> [What you need to do] Rewrite these lines, replacing "headphones" with "earphones" and changing nothing else. Leave the picture out of your answer.

** Start Dataset **

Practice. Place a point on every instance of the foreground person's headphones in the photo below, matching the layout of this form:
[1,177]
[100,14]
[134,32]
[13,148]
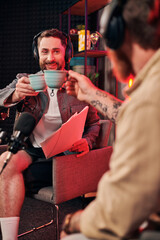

** End Dataset **

> [Result]
Practice. Place a point on every instance of the foreground person's earphones in the photo below, matching the layout of this form:
[1,177]
[100,14]
[134,32]
[13,148]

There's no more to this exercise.